• SET PROBLEM: In the items below, convert the lines from the one containing "task | place one marker on every instance of the cloud" through the one containing "[(493, 95)]" (both included) into a JSON list of strings, one string per line, with blank lines omitted. Leave the pictures out of the answer.

• RECORDED INFORMATION:
■ ■ ■ ■ ■ ■ ■
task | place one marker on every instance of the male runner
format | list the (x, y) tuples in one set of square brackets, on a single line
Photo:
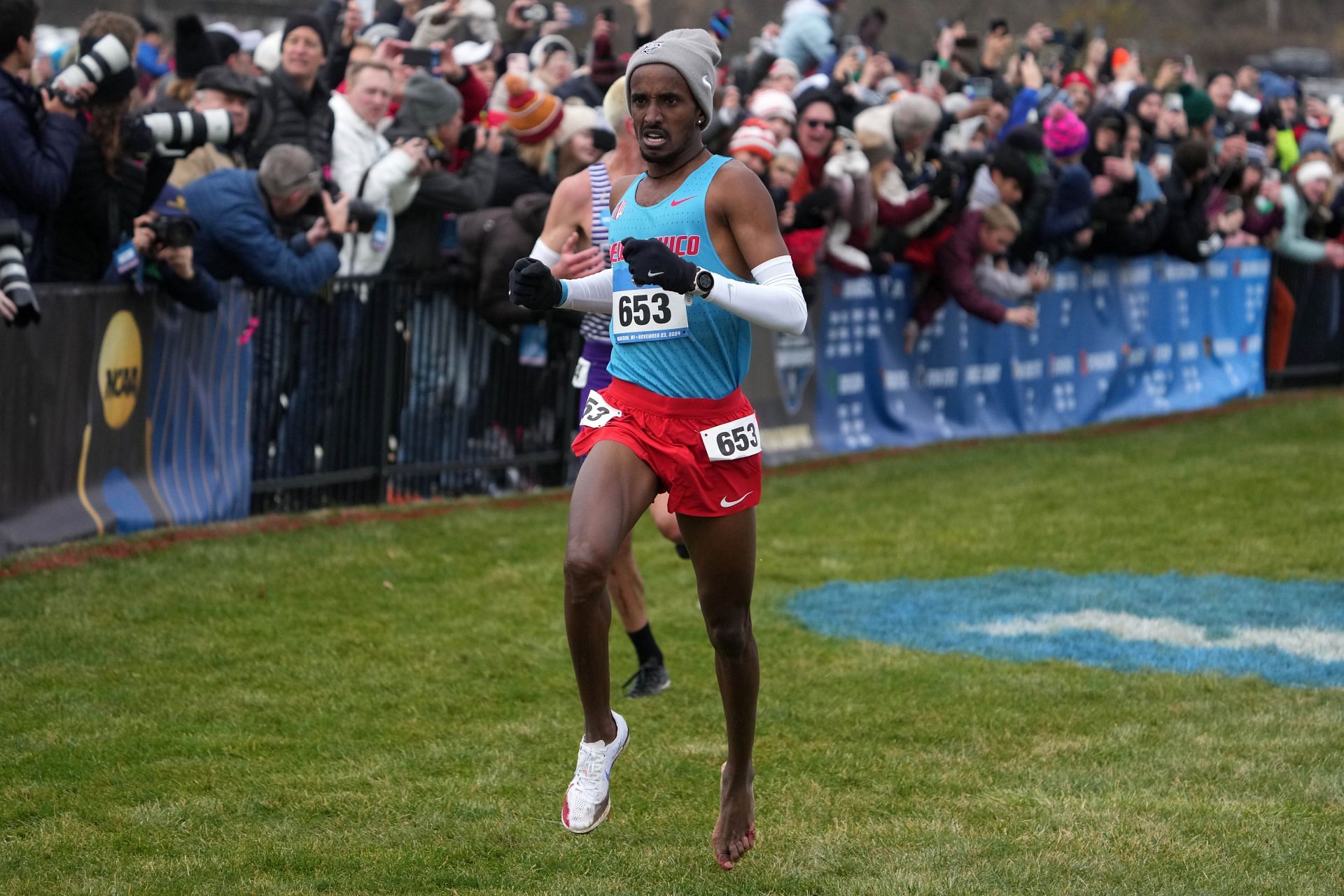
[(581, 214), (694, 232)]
■ ■ ■ ■ ■ ■ ■
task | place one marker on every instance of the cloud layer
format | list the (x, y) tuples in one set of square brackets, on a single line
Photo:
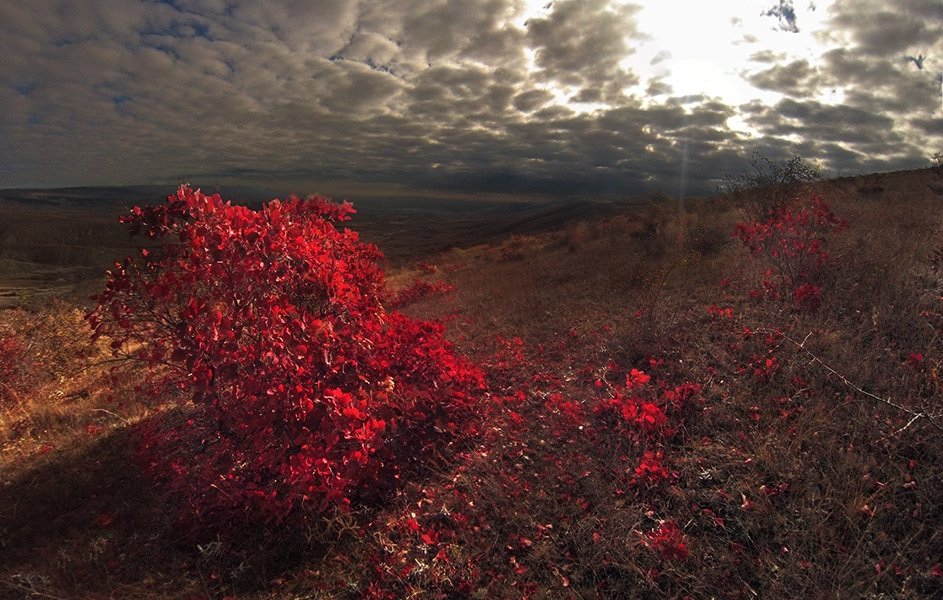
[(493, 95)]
■ ■ ■ ■ ■ ■ ■
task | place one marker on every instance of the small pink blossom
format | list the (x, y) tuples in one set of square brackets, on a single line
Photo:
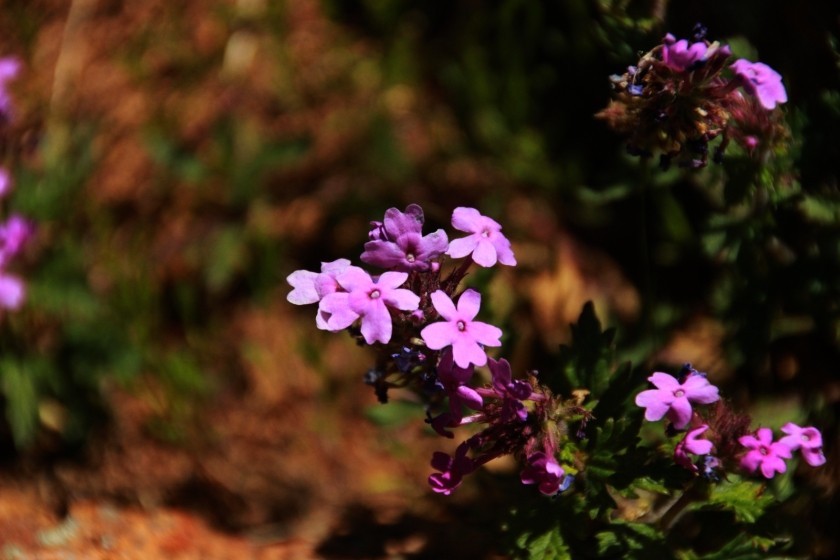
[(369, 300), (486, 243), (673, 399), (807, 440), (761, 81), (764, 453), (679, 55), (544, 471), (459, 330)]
■ ■ ■ ■ ■ ■ ■
• EXPECTED OUTPUT:
[
  "task | place one marker on every instance of the cloud layer",
  "format | list the (x, y) tuples in one set of square brackets, on a single line",
  "Photo:",
  "[(493, 95)]"
]